- Exercise passage:
■ ■ ■ ■ ■ ■ ■

Optimizing Ion Throughput and Separation Efficiency for Robust Ion Chemistry in Planar Ion Guides

Optimizing Ion Throughput and Separation Efficiency for Robust Ion Chemistry in Planar Ion Guides

Brian Clowers
Professor of Chemistry, Department of Chemistry
Washington State University

Wednesday, January 22, 2025
9:00 a.m.

In-person: C2-361

Online:Teams

Abstract: Impacting quality control efforts, statistical confidence, and signal-to-noise ratio for many analytical techniques, separation science is foundational across disciplines. While the capacity to isolate target chemical species and their associated signals has a direct bearing on decision-making, traditional workflows using mass spectrometry (MS) struggle to capture isomeric heterogeneity in complex mixtures. Using the extraordinary power of a multi-cycle, gas-phase separation technique based on planar ion guides comprised of printed circuit boards, we demonstrate a new multiplexing strategy to maximize ion throughput to augment traditional liquid chromatography-MS experiments to quantify isomeric species and expand analytical orthogonality. While isomeric separation is a key objective for this new ion manipulation technique, the digital control of and storage of ion populations is also directly compatible with additional analytical methodologies to capture analyte structure using cryogenic tagging infrared spectroscopy. In addition to detailing the experimental journey towards realizing such an experiment, this seminar will highlight the capacity to probe ion solvation and site-specific hydrogen-deuterium exchange rates. With isomeric metabolites and comparatively simple peptides serving as model systems, the development of next-generation ion mobility-mass spectrometry platforms offers an unprecedented opportunity to isolate, store, and transform molecular species with implications spanning across disciplines.

■ ■ ■ ■ ■ ■ ■

- Complete the following:
**A)** List every effect of separation science named in the first sentence of the seminar announcement's abstract.
**B)** According to the seminar announcement, what are the planar ion guides made of?
**C)** Summarize the seminar announcement in two sentences.

- Data records:

■ ■ ■ ■ ■ ■ ■

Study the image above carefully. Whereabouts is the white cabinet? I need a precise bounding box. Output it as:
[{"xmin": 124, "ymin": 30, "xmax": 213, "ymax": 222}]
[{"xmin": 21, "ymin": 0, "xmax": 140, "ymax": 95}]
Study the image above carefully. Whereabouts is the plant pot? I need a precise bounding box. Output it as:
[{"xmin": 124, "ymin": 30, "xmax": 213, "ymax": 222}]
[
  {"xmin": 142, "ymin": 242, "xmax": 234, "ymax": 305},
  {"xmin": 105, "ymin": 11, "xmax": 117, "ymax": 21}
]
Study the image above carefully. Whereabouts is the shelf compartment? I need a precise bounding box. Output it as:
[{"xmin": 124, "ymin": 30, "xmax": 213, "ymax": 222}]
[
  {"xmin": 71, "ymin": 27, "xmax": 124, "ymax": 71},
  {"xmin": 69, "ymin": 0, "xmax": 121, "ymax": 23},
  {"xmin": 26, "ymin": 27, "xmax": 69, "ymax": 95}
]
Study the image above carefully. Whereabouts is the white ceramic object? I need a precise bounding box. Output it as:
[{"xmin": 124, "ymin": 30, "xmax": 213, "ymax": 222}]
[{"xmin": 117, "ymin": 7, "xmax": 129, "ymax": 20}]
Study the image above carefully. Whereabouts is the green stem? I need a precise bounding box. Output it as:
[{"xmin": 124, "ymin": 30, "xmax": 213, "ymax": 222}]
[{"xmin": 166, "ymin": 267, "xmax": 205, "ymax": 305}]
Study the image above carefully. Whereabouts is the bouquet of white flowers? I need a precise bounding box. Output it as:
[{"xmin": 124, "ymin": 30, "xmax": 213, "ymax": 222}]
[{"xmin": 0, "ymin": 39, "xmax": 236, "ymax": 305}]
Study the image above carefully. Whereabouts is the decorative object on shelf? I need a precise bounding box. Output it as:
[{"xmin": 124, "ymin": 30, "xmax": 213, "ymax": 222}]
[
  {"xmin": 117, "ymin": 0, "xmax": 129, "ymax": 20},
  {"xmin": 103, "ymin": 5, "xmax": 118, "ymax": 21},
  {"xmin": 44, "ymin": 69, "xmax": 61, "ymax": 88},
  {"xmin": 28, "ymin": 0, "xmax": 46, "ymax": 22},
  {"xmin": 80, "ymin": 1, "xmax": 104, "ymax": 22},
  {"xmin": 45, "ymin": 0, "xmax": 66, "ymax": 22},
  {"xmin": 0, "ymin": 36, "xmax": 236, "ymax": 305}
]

■ ■ ■ ■ ■ ■ ■

- Your responses:
**A)** quality control efforts, statistical confidence, signal-to-noise ratio

**B)** Printed circuit boards.

**C)** Brian Clowers, Professor of Chemistry at Washington State University, will give a seminar on Wednesday, January 22, 2025, at 9:00 a.m., both in person in C2-361 and online through Teams. The talk presents a multiplexing strategy that uses a multi-cycle, gas-phase separation on planar ion guides to maximize ion throughput and quantify isomeric species alongside liquid chromatography-MS, and it will also cover cryogenic tagging infrared spectroscopy, ion solvation, and site-specific hydrogen-deuterium exchange rates.